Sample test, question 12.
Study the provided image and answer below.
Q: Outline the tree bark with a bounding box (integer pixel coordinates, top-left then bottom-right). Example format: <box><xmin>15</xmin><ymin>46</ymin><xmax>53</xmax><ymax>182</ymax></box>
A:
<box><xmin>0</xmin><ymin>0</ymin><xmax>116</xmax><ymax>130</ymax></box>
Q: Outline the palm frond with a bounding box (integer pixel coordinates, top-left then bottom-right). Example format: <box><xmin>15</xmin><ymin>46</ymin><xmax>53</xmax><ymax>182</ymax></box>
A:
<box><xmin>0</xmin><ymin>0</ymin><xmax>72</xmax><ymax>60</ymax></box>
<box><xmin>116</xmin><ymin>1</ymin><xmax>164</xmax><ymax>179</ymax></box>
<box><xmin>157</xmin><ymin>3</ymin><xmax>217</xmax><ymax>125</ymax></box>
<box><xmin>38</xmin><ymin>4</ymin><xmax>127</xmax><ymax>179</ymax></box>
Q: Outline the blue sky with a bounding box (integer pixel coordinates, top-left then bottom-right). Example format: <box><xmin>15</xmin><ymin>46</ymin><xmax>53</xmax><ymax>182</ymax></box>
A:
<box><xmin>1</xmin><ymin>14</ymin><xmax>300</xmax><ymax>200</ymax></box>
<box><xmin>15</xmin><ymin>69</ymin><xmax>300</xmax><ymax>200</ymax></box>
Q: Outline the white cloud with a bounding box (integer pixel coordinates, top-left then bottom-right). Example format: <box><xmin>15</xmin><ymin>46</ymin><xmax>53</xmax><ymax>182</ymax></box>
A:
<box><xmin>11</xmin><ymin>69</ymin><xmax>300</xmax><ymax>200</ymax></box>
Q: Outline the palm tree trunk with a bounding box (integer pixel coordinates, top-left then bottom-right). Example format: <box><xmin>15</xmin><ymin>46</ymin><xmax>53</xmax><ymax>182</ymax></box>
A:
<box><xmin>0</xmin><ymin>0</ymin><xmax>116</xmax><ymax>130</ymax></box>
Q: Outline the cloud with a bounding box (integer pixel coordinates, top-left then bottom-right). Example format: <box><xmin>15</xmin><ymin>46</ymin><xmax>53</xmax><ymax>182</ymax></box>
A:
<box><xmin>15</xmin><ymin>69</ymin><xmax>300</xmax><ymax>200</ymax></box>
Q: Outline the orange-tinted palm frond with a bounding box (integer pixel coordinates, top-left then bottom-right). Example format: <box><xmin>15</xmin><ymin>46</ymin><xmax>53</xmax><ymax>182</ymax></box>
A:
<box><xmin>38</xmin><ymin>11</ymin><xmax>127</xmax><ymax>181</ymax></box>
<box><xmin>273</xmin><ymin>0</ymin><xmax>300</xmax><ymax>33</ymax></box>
______________________________
Render the listing above as a numbered list, leaving out blank lines.

1. Sample test, question 12.
2. Study the provided image and answer below.
3. Q: Outline the tree bark with a bounding box (integer pixel coordinates, top-left then bottom-right). Example format: <box><xmin>15</xmin><ymin>46</ymin><xmax>53</xmax><ymax>182</ymax></box>
4. A:
5. <box><xmin>0</xmin><ymin>0</ymin><xmax>116</xmax><ymax>130</ymax></box>
6. Q: Outline the palm frond with a bounding box (integer pixel coordinates, top-left then bottom-right). Example format: <box><xmin>15</xmin><ymin>46</ymin><xmax>53</xmax><ymax>182</ymax></box>
7. A:
8. <box><xmin>0</xmin><ymin>0</ymin><xmax>72</xmax><ymax>60</ymax></box>
9. <box><xmin>116</xmin><ymin>1</ymin><xmax>164</xmax><ymax>179</ymax></box>
10. <box><xmin>157</xmin><ymin>3</ymin><xmax>217</xmax><ymax>125</ymax></box>
11. <box><xmin>38</xmin><ymin>4</ymin><xmax>127</xmax><ymax>179</ymax></box>
12. Q: Outline the blue sky with a bounding box (integer pixel coordinates, top-left then bottom-right). Example format: <box><xmin>15</xmin><ymin>46</ymin><xmax>53</xmax><ymax>182</ymax></box>
13. A:
14. <box><xmin>1</xmin><ymin>14</ymin><xmax>300</xmax><ymax>200</ymax></box>
15. <box><xmin>15</xmin><ymin>69</ymin><xmax>300</xmax><ymax>200</ymax></box>
16. Q: Outline the white cloud with a bounding box (integer pixel coordinates, top-left then bottom-right). Example format: <box><xmin>15</xmin><ymin>46</ymin><xmax>53</xmax><ymax>182</ymax></box>
17. A:
18. <box><xmin>11</xmin><ymin>69</ymin><xmax>300</xmax><ymax>200</ymax></box>
19. Q: Outline the palm tree trunk with a bounding box (integer pixel coordinates, top-left then bottom-right). Example format: <box><xmin>15</xmin><ymin>46</ymin><xmax>53</xmax><ymax>182</ymax></box>
20. A:
21. <box><xmin>0</xmin><ymin>0</ymin><xmax>116</xmax><ymax>130</ymax></box>
22. Q: Outline the cloud with a bounding box (integer pixel coordinates, top-left then bottom-right). Example format: <box><xmin>15</xmin><ymin>46</ymin><xmax>53</xmax><ymax>182</ymax></box>
23. A:
24. <box><xmin>15</xmin><ymin>69</ymin><xmax>300</xmax><ymax>200</ymax></box>
25. Q: Outline the orange-tinted palm frond with a bounding box (integer pixel coordinates, top-left then bottom-right). Example format: <box><xmin>15</xmin><ymin>46</ymin><xmax>53</xmax><ymax>182</ymax></box>
26. A:
27. <box><xmin>38</xmin><ymin>11</ymin><xmax>127</xmax><ymax>181</ymax></box>
28. <box><xmin>273</xmin><ymin>0</ymin><xmax>300</xmax><ymax>33</ymax></box>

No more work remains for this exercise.